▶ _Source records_
● ● ● ● ●

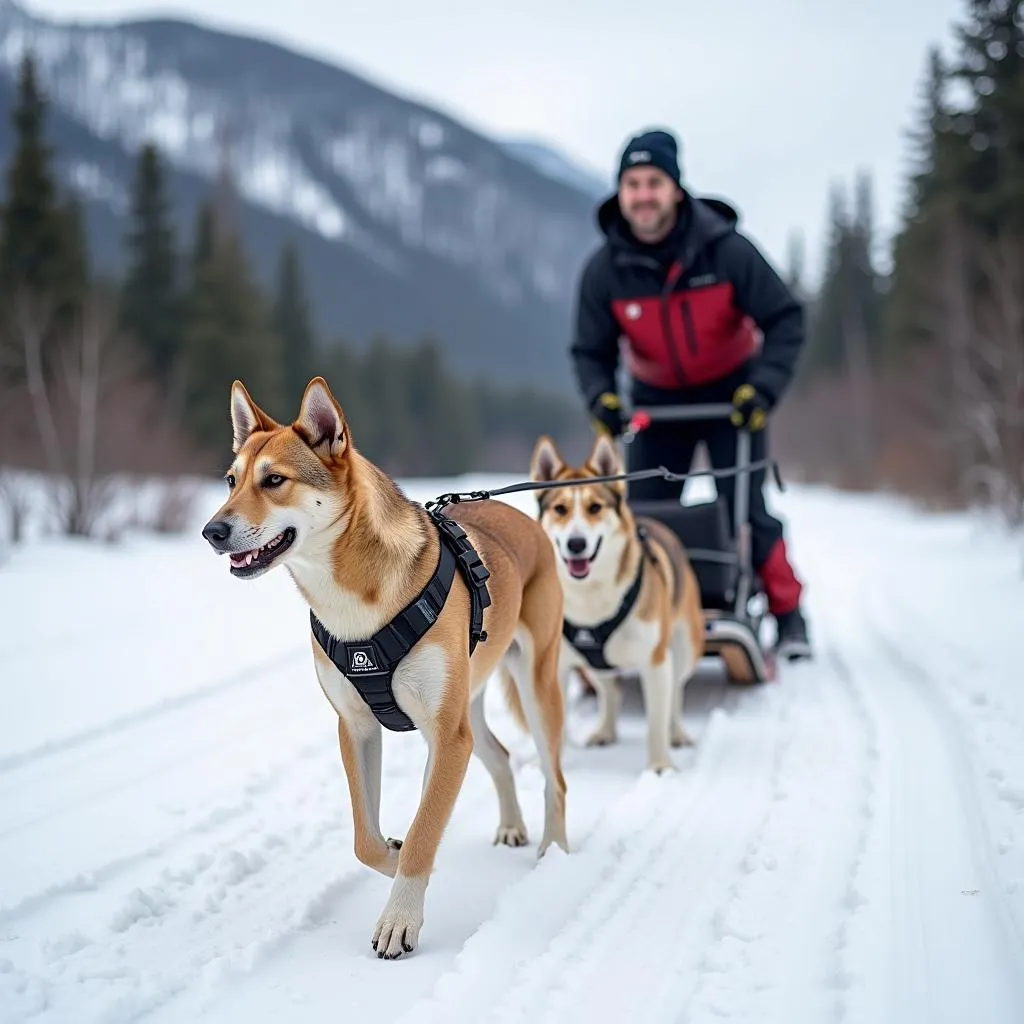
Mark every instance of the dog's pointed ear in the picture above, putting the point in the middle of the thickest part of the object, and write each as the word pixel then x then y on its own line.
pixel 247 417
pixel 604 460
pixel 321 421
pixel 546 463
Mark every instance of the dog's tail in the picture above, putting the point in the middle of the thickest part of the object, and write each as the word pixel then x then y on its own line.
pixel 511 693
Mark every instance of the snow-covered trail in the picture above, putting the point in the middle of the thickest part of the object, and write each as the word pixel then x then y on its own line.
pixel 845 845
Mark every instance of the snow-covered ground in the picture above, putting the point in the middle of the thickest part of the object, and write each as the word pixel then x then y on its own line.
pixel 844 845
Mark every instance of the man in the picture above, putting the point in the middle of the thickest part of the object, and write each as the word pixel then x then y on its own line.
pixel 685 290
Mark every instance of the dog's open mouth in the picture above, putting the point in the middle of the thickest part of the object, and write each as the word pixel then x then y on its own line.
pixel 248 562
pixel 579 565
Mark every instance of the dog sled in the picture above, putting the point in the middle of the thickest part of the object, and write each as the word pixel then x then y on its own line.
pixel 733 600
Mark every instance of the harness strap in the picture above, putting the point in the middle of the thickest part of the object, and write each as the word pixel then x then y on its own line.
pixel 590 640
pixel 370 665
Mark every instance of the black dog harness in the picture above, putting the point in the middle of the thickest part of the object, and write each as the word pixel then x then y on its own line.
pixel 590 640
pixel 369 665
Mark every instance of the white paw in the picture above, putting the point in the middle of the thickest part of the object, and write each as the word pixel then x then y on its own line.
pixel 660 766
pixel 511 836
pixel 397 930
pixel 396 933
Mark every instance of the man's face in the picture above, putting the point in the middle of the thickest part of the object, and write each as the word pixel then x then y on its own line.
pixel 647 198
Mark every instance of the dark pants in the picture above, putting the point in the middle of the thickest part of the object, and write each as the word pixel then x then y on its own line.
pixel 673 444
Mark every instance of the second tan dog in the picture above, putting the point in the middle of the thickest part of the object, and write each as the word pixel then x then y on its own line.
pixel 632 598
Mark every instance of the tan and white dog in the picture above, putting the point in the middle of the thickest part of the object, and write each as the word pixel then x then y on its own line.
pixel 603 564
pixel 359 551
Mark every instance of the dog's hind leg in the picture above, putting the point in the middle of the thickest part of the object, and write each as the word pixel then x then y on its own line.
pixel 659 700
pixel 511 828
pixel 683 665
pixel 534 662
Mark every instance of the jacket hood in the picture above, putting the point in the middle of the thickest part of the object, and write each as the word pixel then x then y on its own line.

● ● ● ● ●

▶ _WORK ITEM_
Each line from the one containing "Mark every instance of the second" through the last line of the entries is to be copied exactly, with no other lines added.

▶ _SOLUTION FOR THIS PROBLEM_
Mark every instance of the second tan dog in the picture above, putting the point in the middle of the thickest part of the object, and write each as the word pixel then x then y on its own line.
pixel 632 598
Mark every instance of the tan and white dog in the picture above, putting the point in the middle of the thickest part of the object, and write each as the word pixel then x then y on its own line.
pixel 603 564
pixel 359 551
Mark every instance of the dog's hind leg in the picture above, putting the point in the middle of the thickest part of the object, and write each as the word pixel then x then y on its own line.
pixel 659 700
pixel 511 828
pixel 683 665
pixel 534 662
Mark every instance of the jacket hood in the picture above, putting the point in the middle of the thickest part of the object, and write each as the word pixel then x then y on its own line.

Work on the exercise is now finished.